═════ INFORMATION PROVIDED

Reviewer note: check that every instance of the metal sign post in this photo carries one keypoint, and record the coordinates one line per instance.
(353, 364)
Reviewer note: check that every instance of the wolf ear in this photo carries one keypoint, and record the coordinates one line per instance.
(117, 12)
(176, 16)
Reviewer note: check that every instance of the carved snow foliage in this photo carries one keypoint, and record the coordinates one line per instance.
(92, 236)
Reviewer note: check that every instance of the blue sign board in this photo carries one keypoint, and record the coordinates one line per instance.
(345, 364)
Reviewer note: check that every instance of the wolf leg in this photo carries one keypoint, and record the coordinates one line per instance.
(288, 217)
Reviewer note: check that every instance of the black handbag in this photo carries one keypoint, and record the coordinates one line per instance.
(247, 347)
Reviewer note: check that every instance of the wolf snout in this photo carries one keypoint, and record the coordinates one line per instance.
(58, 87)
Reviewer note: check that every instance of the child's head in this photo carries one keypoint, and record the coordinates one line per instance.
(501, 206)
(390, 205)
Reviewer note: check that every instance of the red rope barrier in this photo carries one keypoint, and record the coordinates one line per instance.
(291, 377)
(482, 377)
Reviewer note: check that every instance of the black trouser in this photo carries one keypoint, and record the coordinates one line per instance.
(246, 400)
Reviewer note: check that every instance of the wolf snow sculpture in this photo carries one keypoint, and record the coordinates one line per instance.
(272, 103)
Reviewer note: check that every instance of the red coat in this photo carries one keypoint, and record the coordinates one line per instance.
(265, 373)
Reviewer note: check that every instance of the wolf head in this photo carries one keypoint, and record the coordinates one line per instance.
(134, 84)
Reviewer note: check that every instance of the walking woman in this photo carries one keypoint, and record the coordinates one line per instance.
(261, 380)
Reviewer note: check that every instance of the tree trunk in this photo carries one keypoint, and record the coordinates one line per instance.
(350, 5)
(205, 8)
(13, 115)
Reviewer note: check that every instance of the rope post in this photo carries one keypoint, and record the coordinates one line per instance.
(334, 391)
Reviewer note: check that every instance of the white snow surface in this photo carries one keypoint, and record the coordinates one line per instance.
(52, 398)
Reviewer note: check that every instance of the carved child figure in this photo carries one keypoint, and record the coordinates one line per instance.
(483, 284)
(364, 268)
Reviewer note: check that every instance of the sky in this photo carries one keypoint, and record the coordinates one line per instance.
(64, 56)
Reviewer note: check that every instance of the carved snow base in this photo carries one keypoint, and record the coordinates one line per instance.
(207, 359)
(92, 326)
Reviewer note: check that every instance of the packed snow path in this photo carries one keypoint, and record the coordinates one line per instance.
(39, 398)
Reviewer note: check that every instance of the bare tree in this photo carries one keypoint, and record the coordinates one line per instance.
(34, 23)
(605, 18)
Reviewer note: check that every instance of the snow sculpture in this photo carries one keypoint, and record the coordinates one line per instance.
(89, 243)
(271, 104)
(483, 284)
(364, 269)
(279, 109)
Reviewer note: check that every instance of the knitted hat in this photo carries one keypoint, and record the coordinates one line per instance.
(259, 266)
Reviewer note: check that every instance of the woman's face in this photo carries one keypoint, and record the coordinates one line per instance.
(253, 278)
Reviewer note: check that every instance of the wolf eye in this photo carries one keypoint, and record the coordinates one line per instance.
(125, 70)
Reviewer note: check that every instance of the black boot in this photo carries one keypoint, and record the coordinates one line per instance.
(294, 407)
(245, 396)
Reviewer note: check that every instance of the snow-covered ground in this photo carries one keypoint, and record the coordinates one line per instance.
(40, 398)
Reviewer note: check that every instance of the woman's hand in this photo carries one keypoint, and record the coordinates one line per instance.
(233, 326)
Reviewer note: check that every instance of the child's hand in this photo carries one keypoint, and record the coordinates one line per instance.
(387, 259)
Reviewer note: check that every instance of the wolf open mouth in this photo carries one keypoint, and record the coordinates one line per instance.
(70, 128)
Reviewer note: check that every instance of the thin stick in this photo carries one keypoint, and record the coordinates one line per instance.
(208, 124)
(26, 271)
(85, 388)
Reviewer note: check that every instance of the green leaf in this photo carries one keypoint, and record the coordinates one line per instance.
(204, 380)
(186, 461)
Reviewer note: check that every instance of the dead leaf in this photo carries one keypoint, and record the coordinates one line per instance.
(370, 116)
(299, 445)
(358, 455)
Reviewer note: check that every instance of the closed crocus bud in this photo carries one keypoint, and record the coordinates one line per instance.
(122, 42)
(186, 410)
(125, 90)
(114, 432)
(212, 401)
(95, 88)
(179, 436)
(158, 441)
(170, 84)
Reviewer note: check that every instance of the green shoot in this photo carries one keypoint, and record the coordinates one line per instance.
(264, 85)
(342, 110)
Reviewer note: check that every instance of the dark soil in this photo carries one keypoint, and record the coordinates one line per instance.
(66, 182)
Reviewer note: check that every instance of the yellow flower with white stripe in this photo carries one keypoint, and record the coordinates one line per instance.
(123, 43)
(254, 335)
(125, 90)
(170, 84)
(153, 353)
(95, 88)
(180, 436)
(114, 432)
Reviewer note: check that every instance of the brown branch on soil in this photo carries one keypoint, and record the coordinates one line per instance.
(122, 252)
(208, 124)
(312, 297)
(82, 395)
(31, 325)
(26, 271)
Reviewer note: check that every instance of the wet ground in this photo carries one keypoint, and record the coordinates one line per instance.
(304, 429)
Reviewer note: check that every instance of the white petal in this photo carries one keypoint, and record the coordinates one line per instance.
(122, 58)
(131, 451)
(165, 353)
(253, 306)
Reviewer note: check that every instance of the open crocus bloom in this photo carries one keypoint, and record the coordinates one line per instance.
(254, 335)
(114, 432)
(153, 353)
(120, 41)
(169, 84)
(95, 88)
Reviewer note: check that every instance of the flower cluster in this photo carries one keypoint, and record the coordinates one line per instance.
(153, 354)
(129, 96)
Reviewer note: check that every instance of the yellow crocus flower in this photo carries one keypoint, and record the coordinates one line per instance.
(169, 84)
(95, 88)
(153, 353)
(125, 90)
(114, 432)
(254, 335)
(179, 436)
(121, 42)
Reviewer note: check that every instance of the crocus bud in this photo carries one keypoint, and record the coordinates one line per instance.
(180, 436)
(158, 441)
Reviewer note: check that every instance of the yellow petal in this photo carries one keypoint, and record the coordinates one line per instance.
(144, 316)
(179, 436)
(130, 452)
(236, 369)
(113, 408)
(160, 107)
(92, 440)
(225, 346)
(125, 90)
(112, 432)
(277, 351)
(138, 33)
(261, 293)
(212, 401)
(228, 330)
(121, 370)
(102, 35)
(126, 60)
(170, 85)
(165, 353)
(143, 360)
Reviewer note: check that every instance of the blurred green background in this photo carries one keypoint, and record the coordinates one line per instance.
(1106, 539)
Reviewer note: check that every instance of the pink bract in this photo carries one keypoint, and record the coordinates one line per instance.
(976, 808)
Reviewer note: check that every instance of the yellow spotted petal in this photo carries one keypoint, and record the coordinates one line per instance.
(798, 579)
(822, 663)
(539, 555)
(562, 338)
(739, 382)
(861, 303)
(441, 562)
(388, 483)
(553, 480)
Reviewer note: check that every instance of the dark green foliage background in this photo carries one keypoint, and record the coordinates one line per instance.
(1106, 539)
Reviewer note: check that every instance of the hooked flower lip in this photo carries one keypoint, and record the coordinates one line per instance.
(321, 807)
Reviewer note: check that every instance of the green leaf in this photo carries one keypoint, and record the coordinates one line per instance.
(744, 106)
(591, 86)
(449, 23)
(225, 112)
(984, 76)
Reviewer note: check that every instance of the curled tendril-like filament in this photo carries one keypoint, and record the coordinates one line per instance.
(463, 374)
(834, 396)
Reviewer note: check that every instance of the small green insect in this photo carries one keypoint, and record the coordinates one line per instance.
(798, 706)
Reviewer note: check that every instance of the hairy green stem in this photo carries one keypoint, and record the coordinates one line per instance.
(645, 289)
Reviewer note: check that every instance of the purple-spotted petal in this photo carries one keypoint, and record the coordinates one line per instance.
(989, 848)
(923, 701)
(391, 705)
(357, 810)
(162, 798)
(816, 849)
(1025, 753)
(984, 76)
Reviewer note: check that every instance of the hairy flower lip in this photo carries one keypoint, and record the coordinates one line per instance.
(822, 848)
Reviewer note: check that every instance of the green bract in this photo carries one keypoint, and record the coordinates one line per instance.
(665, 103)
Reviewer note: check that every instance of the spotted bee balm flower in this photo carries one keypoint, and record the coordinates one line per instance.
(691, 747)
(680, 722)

══════════

**GIVEN INSTRUCTION**
Using the material above, extract the line that contains "Reviewer note: check that every instance of the purple-spotted" and every line after it, exactly as given; stop at the last line.

**CORRECT RESPONSE**
Reviewer note: check that every instance of the purple-spotted petal in this photo carries one keypoint, and record the coordinates one line per instance.
(989, 848)
(923, 701)
(391, 705)
(357, 810)
(162, 798)
(816, 849)
(1025, 753)
(984, 76)
Reviewer note: check that every instance of the hairy flower lip in this photo carries one keypoint, and record the coordinates one line per instance.
(822, 848)
Reviewer note: check that every instance of the green bract in this photo carries one keypoint, and record the coordinates one line per instance.
(665, 103)
Reviewer note: check that every instance of the spotted bee balm flower in this photo carries one keypoint, and record the coordinates one line per instance.
(691, 747)
(680, 722)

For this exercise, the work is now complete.